● Exercise description
Check each line of the records below and collect those holding "front".

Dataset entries
--- START ---

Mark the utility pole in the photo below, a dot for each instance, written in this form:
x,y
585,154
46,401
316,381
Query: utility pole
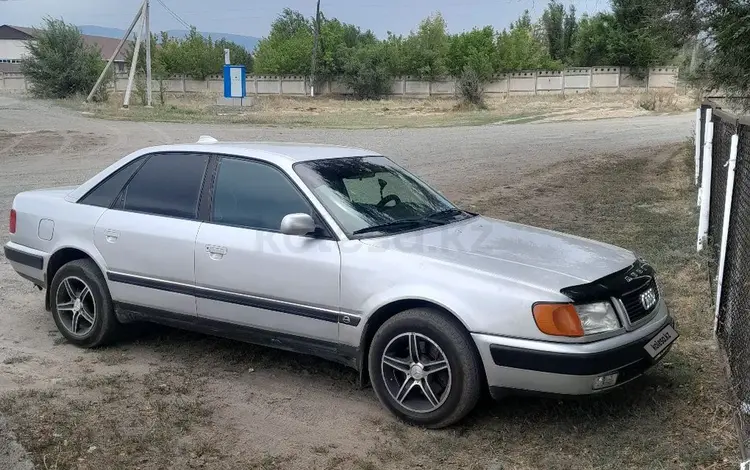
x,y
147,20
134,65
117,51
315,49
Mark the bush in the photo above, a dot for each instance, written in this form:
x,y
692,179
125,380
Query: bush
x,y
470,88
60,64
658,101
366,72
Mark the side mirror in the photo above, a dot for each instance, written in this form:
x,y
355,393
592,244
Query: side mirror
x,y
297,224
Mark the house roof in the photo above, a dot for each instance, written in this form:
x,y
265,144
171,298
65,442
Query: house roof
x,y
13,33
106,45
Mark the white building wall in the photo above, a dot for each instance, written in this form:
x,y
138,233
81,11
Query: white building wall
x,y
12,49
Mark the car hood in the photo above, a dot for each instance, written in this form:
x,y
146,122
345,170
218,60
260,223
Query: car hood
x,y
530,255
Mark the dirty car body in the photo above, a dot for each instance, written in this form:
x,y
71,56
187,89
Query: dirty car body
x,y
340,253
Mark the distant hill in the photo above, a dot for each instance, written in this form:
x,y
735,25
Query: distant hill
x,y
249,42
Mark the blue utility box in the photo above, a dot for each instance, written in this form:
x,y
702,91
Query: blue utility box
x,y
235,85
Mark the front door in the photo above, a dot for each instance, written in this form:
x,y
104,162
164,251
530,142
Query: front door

--- END ---

● Output for this task
Mark the front door in the photo above, a dot for each instance, written in this form:
Query: front door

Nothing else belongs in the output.